TASK REQUIREMENTS:
**a)** How would you render the sentence "The man is still in intensive care in Spain." from the article on tourists falling from Balearic balconies in Spanish?
**b)** Could you pick up the article on tourists falling from balconies in the Balearic Islands after its last sentence and write on from there?

GIVEN PASSAGE:
***

Eight tourists fall from balconies on Spain’s Balearic Islands in just a month

Beach at Lloret de Mar – copyright Cudeiro04, Creative Commons

I will never understand what it is with tourists falling off balconies in Spain. Particularly British tourists, who sadly seem to number a huge percentage of those holidaymakers plummeting off balconies in Spain every year.

Not just falling either but, quite a large number of them fall to their deaths.

In only the last month for instance, eight people have fallen off balconies on Spain’s Balearic Islands alone, with the eighth person falling off a second-floor balcony on Formentera just a couple of days ago.

Fortunately, that 23-year-old Italian man didn’t die, but he was seriously injured and with several broken bones.

Three of the eight that have fallen off Spanish balconies so far this month include a 14-year-old Irish boy, who sadly died in a Mallorca hospital of his injuries, and a 42-year-old British man who fell off a balcony while on holiday on Ibiza.

The man is still in intensive care in Spain.

And even a 23-year-old British Labour Party councillor for Edmonton Green, Tolga Aramaz, was seriously injured this week when he fell from a second-floor balcony at his hotel in Ibiza. In his case, an awning broke his fall.

***

DATA EXTRACT:
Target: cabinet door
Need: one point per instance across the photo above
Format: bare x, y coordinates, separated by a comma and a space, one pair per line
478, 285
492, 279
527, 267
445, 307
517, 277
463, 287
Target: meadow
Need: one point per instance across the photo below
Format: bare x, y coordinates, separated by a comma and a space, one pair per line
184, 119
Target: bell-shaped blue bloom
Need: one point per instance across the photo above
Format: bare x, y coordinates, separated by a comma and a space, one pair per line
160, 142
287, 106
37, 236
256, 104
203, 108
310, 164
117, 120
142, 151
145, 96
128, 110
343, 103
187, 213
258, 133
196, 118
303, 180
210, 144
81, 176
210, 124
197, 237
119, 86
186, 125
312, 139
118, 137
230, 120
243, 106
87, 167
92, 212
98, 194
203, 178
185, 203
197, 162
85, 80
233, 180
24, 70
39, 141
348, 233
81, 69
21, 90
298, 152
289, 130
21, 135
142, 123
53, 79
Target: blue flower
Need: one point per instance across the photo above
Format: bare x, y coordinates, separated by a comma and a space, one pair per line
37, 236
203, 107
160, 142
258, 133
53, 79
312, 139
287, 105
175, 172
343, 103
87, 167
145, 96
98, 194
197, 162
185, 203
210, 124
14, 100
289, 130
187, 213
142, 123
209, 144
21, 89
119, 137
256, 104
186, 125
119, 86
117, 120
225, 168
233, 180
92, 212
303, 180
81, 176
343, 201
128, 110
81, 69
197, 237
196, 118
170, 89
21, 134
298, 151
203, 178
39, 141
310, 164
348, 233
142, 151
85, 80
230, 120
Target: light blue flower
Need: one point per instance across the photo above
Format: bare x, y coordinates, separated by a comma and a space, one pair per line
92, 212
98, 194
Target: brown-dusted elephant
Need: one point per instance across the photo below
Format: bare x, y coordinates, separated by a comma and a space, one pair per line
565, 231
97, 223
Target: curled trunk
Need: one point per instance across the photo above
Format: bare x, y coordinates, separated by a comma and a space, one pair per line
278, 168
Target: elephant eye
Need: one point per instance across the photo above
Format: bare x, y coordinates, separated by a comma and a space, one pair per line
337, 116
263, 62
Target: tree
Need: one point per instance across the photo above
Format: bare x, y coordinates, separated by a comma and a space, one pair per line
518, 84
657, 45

***

ANSWERS BY ITEM NUMBER:
**a)** El hombre sigue en cuidados intensivos en España.

**b)**
British councillor Tolga Aramaz

Aramaz is now in hospital fighting for his life. (Update: He did survive and was eventually able to travel back home to the UK).

Much of the problem of falling off balconies in Spain is associated with alcohol, and particularly with British tourists who, sadly, seem to be one of the worst nationalities when it comes to being able to control their alcohol use while on holiday.

I am British and live in Spain, and I have seen fellow Brits drunk all over Spain and behaving badly many, many, many times.

But you do have to wonder why, with the news being practically flooded every year with instances of tourist deaths in Spain due to people falling off balconies of Spanish hotels and apartment buildings, more people would not be careful about going out on their balconies while drunk.

Or while engaging in other risky behavior.

In other words, if you plan on coming to Spain on holiday, please, please, please do not go out on your balcony while drunk.

And please do not engage in silly behavior like ‘balconing‘ — the idiocy of trying to jump into a swimming pool from a balcony, or of trying to jump from one balcony to another. It can, and very likely will, kill you.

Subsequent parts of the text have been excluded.